GIVEN EXERCISE:
Write out all the entries word for word, but skip any images.

[Records]
=-=-=

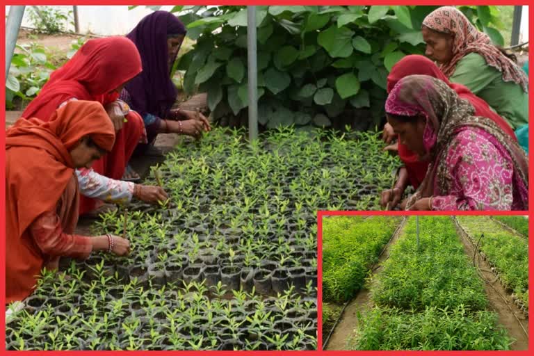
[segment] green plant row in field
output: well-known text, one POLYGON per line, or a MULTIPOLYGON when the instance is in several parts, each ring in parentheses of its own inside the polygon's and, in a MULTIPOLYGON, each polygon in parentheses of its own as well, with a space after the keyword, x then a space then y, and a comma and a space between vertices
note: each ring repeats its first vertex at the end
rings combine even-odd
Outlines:
POLYGON ((411 217, 359 316, 355 350, 508 350, 510 339, 485 310, 483 282, 449 217, 411 217))
POLYGON ((460 305, 472 310, 485 309, 487 300, 483 282, 469 266, 451 219, 419 217, 419 250, 416 218, 409 219, 373 286, 375 302, 416 310, 460 305))
POLYGON ((391 237, 400 218, 329 216, 323 219, 323 296, 342 302, 360 289, 369 268, 391 237))
POLYGON ((458 220, 475 241, 484 234, 479 250, 497 270, 503 283, 513 290, 528 308, 528 241, 507 231, 488 216, 458 216, 458 220))
POLYGON ((379 307, 359 319, 353 350, 508 350, 495 313, 470 312, 462 305, 419 312, 379 307))
POLYGON ((528 218, 526 216, 492 216, 512 228, 524 237, 528 237, 528 218))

=-=-=

WRITTEN REPLY:
[segment] green plant row in field
output: well-known text, one POLYGON per line, or a MULTIPOLYGON when the instance is in several parts, each ring in parentheses of its own inside the polygon's and, in a MULTIPOLYGON, each polygon in parentheses of its own as well, with a space after the keyword, x then a space then y, and a comma and a space between vertices
note: each ring repeats its first vertex at the end
rings combine even-odd
Outlines:
POLYGON ((411 217, 359 316, 355 350, 508 350, 510 339, 485 310, 483 282, 449 217, 411 217))
POLYGON ((460 305, 472 310, 485 309, 487 300, 483 282, 469 266, 451 219, 419 217, 419 250, 416 218, 409 219, 373 286, 375 302, 416 310, 460 305))
POLYGON ((391 237, 400 218, 329 216, 323 219, 323 296, 342 302, 360 289, 369 268, 391 237))
POLYGON ((458 220, 475 241, 484 234, 479 250, 497 270, 503 283, 513 290, 528 308, 528 241, 507 231, 488 216, 458 216, 458 220))
POLYGON ((379 307, 359 319, 353 350, 508 350, 495 313, 470 312, 462 305, 419 312, 379 307))
POLYGON ((528 218, 526 216, 492 216, 512 228, 524 237, 528 237, 528 218))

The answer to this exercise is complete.